What is needed is an exact repeat of the lines from the line containing "For every instance of the rocky" through the final line of the entries below, and nothing else.

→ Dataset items
** start **

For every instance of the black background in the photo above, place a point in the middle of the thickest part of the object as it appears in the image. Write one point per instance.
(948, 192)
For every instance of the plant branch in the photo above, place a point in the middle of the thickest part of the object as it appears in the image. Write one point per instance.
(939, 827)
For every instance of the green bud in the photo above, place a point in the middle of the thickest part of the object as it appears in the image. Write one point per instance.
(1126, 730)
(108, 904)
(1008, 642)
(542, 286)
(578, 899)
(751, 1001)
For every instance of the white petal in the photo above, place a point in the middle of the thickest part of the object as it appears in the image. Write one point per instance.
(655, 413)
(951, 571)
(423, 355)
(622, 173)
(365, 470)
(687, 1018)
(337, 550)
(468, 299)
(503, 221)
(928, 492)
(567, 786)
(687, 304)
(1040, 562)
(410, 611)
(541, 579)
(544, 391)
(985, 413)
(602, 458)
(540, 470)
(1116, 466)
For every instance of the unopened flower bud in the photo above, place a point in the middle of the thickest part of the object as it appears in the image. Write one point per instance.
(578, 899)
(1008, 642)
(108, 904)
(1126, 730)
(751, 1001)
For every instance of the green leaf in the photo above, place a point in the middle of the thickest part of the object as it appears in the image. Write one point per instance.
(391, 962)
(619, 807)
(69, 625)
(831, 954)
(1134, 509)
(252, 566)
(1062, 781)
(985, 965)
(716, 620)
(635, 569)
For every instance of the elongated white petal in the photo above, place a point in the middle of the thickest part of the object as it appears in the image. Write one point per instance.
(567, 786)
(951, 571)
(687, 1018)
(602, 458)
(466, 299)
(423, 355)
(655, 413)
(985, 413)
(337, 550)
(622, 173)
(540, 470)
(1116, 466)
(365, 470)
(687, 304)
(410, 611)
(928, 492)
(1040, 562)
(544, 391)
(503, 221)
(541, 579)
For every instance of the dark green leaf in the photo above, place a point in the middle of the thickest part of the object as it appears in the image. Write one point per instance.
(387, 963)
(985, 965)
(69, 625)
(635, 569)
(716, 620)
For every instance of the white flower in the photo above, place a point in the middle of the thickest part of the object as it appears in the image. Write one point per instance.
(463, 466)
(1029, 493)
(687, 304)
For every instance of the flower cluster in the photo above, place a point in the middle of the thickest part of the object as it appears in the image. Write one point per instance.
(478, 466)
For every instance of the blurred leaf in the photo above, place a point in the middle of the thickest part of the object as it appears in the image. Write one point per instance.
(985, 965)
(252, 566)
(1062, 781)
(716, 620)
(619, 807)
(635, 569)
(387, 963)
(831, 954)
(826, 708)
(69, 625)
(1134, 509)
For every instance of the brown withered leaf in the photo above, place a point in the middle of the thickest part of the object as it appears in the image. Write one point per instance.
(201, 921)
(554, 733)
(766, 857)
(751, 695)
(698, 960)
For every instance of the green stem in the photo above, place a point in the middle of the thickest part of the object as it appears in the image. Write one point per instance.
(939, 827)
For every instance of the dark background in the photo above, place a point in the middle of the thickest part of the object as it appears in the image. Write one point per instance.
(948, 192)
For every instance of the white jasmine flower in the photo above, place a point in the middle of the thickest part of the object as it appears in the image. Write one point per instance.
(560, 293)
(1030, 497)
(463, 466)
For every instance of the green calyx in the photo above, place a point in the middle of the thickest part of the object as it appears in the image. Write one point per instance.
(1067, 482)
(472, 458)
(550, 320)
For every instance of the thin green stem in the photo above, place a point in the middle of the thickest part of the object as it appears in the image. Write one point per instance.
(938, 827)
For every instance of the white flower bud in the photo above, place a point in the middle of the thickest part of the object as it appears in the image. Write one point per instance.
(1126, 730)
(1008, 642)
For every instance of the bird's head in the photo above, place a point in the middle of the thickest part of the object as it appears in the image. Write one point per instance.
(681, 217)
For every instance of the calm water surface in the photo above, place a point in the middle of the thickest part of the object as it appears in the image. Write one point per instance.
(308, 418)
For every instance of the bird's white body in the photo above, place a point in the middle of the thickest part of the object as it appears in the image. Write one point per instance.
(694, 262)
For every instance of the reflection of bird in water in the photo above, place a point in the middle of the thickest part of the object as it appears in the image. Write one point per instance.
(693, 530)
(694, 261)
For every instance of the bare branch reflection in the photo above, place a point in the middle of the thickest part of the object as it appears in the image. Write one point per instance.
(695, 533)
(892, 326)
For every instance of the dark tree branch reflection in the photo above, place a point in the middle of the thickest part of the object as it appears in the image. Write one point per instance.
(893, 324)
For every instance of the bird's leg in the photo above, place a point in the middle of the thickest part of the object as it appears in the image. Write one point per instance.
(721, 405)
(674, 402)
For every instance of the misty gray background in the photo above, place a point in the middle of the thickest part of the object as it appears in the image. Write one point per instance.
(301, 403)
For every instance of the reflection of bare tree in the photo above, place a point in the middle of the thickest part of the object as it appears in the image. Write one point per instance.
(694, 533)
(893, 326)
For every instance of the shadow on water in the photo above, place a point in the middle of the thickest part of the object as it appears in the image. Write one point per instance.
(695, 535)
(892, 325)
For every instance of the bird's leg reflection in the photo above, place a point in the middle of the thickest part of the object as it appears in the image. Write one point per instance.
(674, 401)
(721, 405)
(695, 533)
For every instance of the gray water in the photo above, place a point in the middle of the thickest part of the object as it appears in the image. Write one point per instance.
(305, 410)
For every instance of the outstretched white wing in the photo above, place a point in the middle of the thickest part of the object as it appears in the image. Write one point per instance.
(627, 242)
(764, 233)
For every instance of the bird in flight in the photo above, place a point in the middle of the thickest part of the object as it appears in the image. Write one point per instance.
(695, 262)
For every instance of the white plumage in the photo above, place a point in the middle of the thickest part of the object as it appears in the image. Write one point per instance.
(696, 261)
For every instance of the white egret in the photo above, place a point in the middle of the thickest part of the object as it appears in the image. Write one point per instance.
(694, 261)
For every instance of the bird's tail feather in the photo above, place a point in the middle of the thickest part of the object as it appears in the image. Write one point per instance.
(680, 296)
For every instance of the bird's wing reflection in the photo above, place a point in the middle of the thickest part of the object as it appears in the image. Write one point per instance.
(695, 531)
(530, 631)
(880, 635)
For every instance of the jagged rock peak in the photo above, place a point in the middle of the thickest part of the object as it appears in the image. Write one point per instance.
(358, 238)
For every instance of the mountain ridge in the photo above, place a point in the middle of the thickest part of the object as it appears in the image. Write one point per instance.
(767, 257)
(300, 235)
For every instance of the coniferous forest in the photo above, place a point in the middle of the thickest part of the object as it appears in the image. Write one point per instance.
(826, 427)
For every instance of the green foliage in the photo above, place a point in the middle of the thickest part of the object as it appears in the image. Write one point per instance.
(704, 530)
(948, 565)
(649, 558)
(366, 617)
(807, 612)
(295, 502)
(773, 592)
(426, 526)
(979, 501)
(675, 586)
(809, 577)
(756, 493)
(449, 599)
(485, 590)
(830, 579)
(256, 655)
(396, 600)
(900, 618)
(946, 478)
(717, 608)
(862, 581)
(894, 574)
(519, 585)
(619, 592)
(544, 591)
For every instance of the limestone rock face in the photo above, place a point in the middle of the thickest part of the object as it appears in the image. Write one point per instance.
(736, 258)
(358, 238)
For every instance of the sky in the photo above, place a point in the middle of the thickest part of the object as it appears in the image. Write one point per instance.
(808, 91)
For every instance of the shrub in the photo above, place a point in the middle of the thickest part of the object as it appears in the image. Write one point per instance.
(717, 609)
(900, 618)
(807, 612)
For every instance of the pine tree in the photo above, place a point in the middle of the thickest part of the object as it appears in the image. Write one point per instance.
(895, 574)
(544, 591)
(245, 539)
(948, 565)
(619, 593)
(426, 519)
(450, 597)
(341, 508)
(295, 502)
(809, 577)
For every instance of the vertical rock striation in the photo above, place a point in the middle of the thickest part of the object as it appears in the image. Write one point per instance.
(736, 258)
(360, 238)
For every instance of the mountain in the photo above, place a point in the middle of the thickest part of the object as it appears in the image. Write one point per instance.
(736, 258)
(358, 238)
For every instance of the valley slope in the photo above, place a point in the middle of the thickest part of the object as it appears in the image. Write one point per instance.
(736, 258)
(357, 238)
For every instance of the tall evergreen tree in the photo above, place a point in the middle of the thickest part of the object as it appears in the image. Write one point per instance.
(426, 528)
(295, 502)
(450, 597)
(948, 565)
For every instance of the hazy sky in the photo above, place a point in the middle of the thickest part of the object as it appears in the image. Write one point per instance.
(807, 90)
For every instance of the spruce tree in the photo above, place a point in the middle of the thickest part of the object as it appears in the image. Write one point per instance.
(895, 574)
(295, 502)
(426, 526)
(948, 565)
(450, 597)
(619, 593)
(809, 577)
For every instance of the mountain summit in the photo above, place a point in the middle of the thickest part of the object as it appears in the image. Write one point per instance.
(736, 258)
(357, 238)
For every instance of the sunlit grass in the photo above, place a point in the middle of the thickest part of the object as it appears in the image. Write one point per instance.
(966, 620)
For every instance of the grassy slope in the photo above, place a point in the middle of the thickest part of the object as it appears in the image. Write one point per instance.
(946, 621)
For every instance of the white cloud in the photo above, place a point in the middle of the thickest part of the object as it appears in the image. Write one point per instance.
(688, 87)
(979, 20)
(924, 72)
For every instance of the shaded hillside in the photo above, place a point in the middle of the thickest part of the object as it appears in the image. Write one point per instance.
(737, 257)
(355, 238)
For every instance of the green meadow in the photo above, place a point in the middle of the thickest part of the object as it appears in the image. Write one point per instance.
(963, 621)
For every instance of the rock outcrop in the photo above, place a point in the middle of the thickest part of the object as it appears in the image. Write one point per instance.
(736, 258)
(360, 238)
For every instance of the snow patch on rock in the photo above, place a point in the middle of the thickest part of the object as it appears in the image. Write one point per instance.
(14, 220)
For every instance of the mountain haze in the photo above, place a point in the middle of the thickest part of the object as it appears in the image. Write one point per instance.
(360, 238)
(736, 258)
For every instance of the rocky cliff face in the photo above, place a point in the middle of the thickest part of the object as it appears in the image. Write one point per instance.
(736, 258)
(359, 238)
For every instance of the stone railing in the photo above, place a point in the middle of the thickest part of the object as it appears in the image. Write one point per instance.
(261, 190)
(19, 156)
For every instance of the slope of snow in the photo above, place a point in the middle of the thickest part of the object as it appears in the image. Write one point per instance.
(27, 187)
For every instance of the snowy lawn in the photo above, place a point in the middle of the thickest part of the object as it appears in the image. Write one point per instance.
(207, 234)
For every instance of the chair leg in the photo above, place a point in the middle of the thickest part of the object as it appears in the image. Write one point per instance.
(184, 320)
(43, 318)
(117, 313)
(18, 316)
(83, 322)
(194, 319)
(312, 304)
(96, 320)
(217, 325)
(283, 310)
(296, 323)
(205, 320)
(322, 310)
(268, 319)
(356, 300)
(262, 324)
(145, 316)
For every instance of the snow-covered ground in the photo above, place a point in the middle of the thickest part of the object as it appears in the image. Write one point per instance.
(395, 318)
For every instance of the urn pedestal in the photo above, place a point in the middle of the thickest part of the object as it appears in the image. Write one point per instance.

** end **

→ Answer to the task
For every instance of the rocky cliff face in the photo above, place a point in the middle of the thickest part of the object as it appears in the image. Write one point per instance.
(736, 258)
(359, 238)
For every instance of the stone railing in the photo above, place a point in the middle of the thickest part of the object as it appears in the image. Write one point per instance.
(261, 190)
(19, 156)
For every instance of the slope of snow in the photo above, place a point in the middle of the thickest part of the object as it appears in the image. Write one point per instance.
(27, 187)
For every instance of the snowy lawn in the photo above, place a point in the middle of the thickest part of the object as it appears in the image. Write one point per instance.
(207, 234)
For every instance of the chair leg in the photo above, place a point in the middle of the thickest part of the object as it appears in the image. Write one point per instance.
(184, 320)
(43, 318)
(117, 313)
(18, 316)
(83, 322)
(194, 319)
(312, 304)
(96, 320)
(217, 325)
(283, 310)
(296, 323)
(205, 320)
(322, 310)
(268, 319)
(356, 300)
(262, 324)
(145, 316)
For every instance of the snow-covered ground in the photo above, place a point in the middle of the thickest part of the object as it appears in the image. Write one point per instance.
(395, 318)
For every instance of the urn pedestal in the photo above, place a point in the middle of the thickest part of the object as it appears in the image. Write one point per instance.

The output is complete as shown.